Data supplied:

——

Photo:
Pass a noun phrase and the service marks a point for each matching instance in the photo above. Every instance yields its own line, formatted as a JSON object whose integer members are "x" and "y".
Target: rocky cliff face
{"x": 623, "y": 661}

——

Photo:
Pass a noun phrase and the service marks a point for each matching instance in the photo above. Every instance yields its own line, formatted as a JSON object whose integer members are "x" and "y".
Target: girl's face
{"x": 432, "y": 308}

——

Requirements:
From the lines above, copy each one that contains the word "Target". Only matches with the same capitalization count.

Task response:
Target: rocky cliff face
Target: girl's face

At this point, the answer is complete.